XVIII Southeast Asian Games
- Host city: Chiang Mai, Thailand
- Nations: 10
- Athletes: 3262
- Sport: 28
- Opening: 9 December 1995
- Closing: 17 December 1995
- Opened by: Vajiralongkorn Crown Prince of Thailand
- Closed by: Prem Tinsulanonda Privy Councillor of Thailand
- Athlete's Oath: Ratapong Sirisanont
- Torch lighter: Kiatisuk Senamuang Tamarine Tanasugarn
- Ceremony venue: 700th Anniversary Stadium

= 1995 SEA Games =

Multi-sport event in Chiang Mai, Thailand

The 1995 Southeast Asian Games, officially known as the 18th Southeast Asian Games, Chiang Mai, 1995 (การแข่งขันกีฬาซีเกมส์ ครั้งที่ 18 เชียงใหม่ 1995), was a Southeast Asian multi-sport event held in Chiang Mai, Thailand, from 9 to 17 December 1995. It marked the first time that a non-capital city hosted the biennial sporting event. Chiang Mai became the second Thai city to host the Southeast Asian Games after the capital Bangkok. The games were opened and closed by Vajiralongkorn, then the Crown Prince of Thailand, making him the first non–head of state to officiate the opening of the SEA Games, representing his father King Bhumibol Adulyadej. With the return of Cambodia, all ten members of the federation participated in the SEA Games for the first time.

### Directive a
Translate this sentence from the article on the 1995 SEA Games into Spanish: "It marked the first time that a non-capital city hosted the biennial sporting event."
The article and the rows that come after it are unrelated material.

Image region labeling entries
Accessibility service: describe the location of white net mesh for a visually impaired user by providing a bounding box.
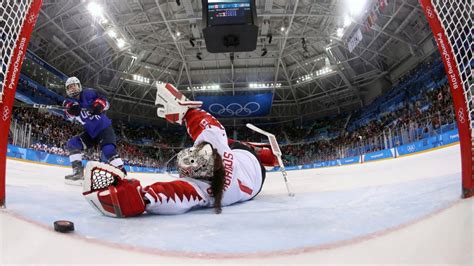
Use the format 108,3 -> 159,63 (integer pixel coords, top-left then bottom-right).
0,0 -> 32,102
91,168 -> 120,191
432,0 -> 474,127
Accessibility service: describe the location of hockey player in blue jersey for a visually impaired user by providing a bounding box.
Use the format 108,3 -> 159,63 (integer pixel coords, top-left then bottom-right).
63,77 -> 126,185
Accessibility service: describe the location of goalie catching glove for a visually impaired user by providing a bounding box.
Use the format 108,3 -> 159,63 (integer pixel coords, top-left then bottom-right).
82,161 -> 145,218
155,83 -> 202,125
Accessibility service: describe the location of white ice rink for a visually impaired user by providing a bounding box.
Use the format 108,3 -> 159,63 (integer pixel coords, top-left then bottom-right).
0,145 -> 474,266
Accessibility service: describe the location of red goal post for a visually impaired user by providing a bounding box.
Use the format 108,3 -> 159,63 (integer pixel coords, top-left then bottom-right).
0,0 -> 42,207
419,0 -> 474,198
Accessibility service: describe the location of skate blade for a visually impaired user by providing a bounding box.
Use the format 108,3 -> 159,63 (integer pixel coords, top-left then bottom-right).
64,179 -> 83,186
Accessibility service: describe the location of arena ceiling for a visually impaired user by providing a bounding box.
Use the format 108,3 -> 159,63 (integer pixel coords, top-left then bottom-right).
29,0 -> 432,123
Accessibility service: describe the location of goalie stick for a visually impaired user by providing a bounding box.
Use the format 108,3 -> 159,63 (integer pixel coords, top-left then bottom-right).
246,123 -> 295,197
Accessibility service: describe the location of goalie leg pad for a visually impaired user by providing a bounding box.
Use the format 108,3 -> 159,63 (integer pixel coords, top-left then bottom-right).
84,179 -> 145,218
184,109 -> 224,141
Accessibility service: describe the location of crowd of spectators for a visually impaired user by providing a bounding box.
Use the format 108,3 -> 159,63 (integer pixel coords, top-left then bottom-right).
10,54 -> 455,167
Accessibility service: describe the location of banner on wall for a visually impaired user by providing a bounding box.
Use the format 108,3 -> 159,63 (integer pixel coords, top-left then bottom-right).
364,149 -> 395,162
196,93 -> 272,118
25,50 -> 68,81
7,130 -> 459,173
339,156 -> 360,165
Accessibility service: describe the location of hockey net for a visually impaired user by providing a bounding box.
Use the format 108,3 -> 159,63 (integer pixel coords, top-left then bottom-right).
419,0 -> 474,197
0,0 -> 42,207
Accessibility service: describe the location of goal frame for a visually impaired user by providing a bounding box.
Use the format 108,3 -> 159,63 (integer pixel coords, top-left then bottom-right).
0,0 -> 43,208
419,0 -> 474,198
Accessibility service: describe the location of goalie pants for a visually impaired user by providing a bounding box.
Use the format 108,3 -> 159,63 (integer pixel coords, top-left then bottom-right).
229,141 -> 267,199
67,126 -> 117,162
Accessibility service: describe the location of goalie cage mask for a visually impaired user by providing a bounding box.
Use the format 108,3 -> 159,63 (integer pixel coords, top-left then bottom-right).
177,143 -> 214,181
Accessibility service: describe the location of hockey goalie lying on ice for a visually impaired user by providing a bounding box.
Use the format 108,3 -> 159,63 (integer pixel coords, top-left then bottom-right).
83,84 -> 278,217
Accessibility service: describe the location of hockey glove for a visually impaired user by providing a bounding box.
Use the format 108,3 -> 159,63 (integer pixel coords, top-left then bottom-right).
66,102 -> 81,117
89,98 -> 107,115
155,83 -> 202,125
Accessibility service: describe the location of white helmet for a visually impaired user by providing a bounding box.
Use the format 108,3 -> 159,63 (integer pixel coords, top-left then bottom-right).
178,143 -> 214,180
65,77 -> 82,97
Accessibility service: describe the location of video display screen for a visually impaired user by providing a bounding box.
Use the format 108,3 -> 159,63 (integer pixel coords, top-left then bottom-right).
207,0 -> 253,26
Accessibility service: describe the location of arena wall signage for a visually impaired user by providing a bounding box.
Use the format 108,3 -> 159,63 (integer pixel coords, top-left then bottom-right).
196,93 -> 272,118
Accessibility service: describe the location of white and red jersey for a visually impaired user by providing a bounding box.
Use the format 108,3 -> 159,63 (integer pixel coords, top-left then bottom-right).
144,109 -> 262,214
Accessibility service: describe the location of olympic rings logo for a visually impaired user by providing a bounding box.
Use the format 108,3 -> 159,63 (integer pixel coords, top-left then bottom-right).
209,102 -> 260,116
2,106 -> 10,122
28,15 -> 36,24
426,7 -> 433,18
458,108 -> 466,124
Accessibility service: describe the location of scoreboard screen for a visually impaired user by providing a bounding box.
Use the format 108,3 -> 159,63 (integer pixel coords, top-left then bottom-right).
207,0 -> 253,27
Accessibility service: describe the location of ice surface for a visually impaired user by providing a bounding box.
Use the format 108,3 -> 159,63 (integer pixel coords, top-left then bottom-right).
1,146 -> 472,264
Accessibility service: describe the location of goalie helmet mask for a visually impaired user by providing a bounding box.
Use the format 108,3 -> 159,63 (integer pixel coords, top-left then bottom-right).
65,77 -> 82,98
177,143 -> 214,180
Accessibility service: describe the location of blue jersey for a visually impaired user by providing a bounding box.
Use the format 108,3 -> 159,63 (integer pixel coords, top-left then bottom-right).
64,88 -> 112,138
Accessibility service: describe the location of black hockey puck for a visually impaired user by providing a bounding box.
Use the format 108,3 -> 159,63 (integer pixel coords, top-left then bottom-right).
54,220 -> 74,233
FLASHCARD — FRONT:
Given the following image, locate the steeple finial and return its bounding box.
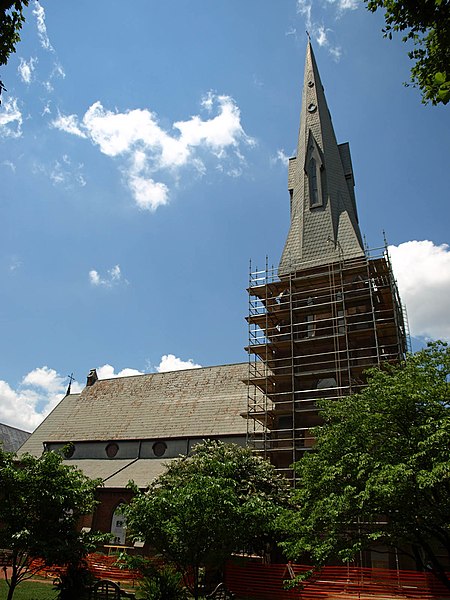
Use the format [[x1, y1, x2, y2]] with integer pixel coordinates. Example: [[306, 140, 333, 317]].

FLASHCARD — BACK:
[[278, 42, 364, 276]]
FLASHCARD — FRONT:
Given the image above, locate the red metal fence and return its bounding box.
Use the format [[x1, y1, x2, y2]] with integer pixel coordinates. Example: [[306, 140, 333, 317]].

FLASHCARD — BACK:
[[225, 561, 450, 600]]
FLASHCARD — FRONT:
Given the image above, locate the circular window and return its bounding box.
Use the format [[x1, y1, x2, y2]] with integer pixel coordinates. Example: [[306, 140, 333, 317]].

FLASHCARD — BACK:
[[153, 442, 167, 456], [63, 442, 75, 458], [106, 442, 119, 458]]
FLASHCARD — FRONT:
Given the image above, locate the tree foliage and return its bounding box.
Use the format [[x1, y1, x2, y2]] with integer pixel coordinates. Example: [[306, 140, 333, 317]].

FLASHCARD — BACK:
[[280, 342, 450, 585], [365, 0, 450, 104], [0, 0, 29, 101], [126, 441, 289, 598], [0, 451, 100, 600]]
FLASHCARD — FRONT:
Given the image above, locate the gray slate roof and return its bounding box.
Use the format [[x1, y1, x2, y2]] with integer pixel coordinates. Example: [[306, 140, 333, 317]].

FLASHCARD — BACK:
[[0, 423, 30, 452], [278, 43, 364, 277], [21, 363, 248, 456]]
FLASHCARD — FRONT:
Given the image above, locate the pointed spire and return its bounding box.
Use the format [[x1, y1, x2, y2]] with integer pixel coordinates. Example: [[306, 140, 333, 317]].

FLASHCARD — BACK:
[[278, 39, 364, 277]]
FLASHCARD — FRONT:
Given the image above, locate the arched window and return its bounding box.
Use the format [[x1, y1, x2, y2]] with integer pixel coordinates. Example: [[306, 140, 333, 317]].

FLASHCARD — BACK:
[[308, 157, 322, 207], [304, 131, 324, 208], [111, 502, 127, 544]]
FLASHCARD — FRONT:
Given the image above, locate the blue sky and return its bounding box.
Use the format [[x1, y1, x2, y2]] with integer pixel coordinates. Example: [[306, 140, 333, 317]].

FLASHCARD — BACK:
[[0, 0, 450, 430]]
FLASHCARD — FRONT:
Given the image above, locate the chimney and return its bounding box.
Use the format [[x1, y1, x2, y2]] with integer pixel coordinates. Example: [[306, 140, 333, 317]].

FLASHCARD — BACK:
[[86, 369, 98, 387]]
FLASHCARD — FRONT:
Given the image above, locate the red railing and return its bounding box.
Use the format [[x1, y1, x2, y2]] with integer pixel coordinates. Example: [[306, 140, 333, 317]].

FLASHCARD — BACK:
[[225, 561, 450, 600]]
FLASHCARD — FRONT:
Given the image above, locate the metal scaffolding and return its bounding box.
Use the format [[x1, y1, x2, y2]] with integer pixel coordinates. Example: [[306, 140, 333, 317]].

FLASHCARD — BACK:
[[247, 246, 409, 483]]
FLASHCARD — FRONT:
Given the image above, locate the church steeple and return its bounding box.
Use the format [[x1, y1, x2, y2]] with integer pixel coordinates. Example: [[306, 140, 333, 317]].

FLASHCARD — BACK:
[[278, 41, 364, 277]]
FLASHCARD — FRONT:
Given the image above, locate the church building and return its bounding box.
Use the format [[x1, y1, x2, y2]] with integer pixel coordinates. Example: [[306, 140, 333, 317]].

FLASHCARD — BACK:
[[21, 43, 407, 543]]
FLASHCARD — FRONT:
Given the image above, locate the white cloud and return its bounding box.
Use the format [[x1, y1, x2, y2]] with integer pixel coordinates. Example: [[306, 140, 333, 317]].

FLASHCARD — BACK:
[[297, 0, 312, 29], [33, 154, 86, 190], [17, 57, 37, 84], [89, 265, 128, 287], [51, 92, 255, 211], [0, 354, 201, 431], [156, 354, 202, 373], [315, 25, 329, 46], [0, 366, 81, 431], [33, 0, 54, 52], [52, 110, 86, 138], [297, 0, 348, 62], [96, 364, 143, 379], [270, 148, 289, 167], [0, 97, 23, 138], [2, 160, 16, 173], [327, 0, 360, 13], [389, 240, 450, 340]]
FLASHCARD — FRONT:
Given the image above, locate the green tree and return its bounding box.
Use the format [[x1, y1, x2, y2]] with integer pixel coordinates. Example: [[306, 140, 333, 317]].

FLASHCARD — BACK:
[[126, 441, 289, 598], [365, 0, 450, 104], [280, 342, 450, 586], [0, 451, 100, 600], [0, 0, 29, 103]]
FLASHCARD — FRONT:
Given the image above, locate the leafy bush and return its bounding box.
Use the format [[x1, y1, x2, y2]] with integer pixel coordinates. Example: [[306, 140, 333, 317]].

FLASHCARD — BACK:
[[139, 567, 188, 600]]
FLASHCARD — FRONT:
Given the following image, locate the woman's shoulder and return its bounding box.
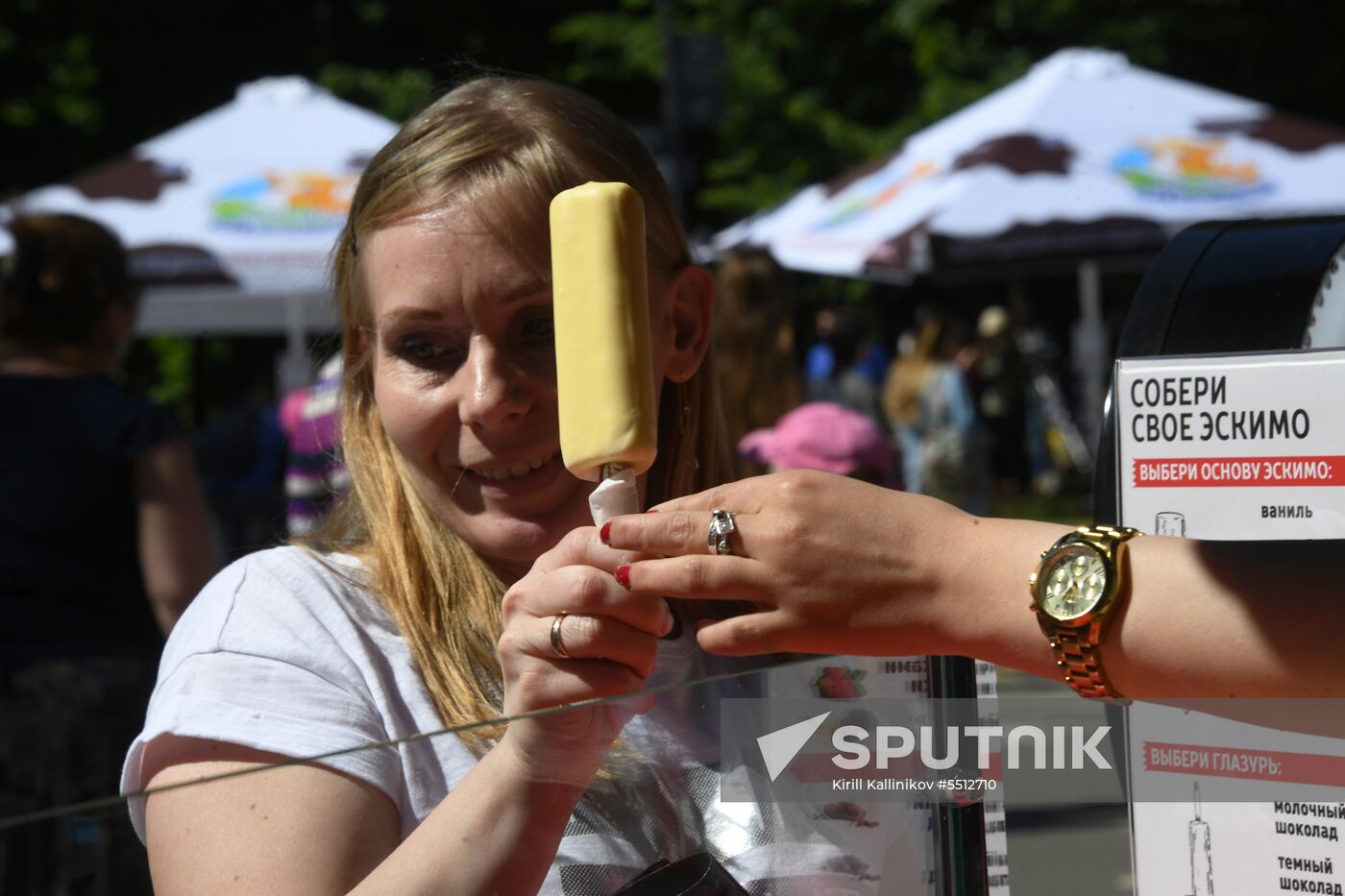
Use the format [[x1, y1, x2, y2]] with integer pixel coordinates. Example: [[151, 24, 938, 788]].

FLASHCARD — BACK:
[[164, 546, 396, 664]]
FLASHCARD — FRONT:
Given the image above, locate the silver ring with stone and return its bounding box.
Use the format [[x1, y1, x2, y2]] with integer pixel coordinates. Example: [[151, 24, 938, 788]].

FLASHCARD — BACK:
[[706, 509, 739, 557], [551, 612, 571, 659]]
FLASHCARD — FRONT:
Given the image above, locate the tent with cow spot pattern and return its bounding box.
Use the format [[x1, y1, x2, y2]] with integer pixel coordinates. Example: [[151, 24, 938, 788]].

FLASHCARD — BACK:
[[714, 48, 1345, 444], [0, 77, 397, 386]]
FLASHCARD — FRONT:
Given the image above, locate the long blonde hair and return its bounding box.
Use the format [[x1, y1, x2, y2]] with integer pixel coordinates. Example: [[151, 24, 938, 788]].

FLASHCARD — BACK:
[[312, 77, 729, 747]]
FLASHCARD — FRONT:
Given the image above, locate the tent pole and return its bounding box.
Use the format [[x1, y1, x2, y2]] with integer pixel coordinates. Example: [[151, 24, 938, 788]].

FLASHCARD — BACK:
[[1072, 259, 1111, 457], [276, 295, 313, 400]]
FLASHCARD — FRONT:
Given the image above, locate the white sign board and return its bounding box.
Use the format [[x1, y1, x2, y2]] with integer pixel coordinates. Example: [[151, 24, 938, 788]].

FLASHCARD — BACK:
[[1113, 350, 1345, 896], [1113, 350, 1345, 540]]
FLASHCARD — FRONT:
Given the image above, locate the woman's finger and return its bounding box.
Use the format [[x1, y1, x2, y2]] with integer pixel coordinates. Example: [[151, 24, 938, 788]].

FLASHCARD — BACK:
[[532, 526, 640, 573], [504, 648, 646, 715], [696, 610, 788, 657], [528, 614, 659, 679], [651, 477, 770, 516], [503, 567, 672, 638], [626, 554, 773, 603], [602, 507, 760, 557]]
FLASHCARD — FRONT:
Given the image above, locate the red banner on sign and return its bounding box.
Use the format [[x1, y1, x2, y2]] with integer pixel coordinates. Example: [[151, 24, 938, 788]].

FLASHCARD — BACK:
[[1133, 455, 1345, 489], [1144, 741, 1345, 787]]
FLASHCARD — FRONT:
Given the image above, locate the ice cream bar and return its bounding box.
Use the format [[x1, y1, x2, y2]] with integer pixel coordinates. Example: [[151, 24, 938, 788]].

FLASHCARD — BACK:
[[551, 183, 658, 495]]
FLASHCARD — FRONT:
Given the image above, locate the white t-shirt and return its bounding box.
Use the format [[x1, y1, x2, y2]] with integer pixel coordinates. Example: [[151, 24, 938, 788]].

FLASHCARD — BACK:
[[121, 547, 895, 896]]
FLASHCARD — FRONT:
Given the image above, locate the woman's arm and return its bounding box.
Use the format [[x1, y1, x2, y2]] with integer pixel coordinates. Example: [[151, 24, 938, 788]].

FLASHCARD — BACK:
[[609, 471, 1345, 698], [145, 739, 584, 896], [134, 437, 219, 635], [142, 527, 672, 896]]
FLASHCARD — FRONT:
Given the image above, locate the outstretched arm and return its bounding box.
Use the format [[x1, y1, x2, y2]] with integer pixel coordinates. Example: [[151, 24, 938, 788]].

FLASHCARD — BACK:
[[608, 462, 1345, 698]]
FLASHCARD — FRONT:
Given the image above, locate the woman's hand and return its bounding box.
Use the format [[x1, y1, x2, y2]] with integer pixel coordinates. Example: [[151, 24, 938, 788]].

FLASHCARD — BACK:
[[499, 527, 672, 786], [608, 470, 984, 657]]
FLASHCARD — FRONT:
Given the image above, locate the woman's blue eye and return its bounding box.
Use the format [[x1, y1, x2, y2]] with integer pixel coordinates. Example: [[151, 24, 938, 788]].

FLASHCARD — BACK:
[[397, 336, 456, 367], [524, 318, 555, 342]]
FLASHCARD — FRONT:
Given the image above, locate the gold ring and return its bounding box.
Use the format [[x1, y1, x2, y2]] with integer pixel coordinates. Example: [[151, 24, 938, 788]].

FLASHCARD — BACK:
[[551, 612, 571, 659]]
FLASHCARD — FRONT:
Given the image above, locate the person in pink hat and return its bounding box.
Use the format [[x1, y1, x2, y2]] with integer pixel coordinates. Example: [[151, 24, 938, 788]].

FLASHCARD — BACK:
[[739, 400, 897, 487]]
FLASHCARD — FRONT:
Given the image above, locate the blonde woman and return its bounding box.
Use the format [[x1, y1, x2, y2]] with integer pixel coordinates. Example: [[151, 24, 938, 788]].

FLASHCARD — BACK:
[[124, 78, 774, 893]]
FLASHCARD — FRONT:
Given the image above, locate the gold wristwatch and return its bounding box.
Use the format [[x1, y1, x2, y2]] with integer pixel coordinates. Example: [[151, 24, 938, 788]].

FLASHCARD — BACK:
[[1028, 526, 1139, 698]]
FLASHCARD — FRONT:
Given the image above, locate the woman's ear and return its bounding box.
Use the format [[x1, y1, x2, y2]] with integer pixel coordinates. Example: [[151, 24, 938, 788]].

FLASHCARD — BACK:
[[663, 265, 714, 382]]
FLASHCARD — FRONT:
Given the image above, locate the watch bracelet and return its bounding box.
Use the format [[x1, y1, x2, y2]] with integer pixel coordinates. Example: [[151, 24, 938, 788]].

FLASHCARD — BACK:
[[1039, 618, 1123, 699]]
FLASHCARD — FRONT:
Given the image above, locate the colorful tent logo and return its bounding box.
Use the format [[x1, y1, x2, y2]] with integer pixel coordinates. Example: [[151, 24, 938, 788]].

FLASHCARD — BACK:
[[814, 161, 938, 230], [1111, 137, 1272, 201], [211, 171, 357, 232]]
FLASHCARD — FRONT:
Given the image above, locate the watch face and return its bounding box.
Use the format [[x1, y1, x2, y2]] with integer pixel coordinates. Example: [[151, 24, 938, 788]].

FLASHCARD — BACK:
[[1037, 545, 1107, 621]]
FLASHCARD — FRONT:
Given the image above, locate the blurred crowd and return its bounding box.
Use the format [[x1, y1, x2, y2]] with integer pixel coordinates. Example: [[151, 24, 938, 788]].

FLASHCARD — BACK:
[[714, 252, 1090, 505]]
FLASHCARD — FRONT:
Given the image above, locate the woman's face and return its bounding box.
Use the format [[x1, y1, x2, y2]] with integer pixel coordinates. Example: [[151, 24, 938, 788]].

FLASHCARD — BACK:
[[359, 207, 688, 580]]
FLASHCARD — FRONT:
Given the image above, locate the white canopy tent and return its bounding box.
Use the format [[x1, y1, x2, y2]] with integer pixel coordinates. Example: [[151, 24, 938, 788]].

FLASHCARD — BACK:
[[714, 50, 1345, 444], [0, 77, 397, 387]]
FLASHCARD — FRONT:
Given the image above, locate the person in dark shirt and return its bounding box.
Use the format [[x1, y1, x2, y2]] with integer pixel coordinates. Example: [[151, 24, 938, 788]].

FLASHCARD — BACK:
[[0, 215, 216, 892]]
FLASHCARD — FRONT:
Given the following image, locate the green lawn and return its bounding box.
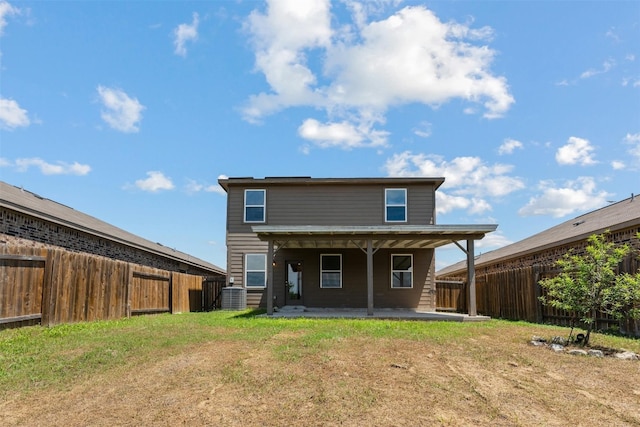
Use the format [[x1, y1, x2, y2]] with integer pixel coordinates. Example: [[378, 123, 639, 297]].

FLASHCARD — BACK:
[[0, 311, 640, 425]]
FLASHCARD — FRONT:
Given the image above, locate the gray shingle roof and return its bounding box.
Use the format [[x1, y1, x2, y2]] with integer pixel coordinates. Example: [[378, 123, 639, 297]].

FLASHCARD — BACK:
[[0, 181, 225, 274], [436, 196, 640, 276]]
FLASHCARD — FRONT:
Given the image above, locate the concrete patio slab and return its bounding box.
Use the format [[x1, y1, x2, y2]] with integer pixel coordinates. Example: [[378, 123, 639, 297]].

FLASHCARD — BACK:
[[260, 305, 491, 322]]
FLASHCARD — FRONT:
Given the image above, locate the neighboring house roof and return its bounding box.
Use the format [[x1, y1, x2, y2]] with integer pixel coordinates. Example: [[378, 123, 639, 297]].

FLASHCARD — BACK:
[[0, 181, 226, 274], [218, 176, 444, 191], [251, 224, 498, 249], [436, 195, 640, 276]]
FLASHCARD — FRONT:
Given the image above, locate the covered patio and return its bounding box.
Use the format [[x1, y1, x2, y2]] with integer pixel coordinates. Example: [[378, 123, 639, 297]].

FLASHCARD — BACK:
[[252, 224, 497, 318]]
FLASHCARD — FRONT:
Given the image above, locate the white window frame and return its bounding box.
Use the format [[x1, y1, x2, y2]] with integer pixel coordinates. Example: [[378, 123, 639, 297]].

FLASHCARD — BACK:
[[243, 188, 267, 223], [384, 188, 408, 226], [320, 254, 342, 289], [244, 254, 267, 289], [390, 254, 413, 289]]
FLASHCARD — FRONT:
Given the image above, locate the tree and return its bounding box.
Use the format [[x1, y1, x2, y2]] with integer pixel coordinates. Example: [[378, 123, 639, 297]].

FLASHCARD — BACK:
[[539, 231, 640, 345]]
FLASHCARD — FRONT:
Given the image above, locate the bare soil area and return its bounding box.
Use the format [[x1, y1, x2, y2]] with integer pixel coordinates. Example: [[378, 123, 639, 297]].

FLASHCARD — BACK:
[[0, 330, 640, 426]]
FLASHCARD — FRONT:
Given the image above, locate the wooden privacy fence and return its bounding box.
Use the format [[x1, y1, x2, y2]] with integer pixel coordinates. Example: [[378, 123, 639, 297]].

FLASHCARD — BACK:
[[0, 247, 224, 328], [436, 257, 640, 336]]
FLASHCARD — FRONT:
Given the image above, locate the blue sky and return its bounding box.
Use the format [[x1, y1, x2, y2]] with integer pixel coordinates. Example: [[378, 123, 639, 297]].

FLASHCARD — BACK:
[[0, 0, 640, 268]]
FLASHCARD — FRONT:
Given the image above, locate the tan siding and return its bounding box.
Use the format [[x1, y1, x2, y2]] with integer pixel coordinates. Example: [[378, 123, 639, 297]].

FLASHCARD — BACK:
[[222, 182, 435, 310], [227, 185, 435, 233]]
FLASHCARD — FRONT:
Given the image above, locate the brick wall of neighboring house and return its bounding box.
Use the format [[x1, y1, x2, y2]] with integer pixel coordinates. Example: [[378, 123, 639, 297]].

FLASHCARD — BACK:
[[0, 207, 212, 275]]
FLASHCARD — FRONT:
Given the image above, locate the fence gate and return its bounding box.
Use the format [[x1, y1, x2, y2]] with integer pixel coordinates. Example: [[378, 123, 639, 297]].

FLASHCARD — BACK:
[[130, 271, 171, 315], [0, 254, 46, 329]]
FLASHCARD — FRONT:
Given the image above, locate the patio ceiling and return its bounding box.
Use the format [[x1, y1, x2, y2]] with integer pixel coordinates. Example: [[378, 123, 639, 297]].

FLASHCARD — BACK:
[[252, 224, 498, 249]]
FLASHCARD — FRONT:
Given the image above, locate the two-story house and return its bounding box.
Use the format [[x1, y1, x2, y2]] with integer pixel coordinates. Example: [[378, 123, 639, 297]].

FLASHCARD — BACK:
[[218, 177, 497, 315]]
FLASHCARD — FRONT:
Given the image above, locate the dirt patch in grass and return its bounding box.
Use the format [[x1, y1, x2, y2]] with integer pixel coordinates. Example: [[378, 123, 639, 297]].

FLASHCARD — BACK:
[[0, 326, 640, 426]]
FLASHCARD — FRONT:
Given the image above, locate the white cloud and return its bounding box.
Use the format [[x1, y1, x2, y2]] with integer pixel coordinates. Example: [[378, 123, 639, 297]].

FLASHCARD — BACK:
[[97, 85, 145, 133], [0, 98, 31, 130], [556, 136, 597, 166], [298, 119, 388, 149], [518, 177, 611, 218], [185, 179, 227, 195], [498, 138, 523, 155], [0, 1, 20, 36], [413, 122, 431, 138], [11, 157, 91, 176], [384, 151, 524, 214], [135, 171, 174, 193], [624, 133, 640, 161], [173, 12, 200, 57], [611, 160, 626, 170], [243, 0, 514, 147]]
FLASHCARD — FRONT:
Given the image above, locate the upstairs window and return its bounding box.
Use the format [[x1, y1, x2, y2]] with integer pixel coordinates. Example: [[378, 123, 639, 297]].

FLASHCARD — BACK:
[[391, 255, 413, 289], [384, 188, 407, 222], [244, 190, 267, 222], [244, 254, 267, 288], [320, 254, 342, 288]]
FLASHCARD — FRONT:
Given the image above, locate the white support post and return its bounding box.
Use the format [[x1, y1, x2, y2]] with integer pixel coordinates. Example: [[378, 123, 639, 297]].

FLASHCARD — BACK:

### Directive b
In the rows, substitute "goaltender" for every "goalie" in the stretch from the line that contains "Accessibility service: describe the location of goalie stick" through the line that contains "10,54 -> 455,167". Give back only those lines, with nothing else changed.

### Right answer a
Fue la primera vez que una ciudad que no era capital albergó el evento deportivo bienal.

### Right answer b
Accessibility service: describe the location of goaltender stick for a visually impaired user by providing a bounding box.
Use the format 108,3 -> 159,63 (integer pixel coords, top-left then bottom-right).
246,123 -> 295,197
Accessibility service: describe the location of goaltender leg pad for a visually impaired user by providing a bounding box.
Use the format 108,3 -> 159,63 (integer pixel coords, top-left then bottom-right).
84,179 -> 145,218
184,109 -> 224,141
Accessibility service: describe the location of crowd of spectators for a visually impaired user by providing a bounding box.
Use the format 108,3 -> 159,63 (integer pixel coords, top-left then bottom-right).
10,54 -> 455,167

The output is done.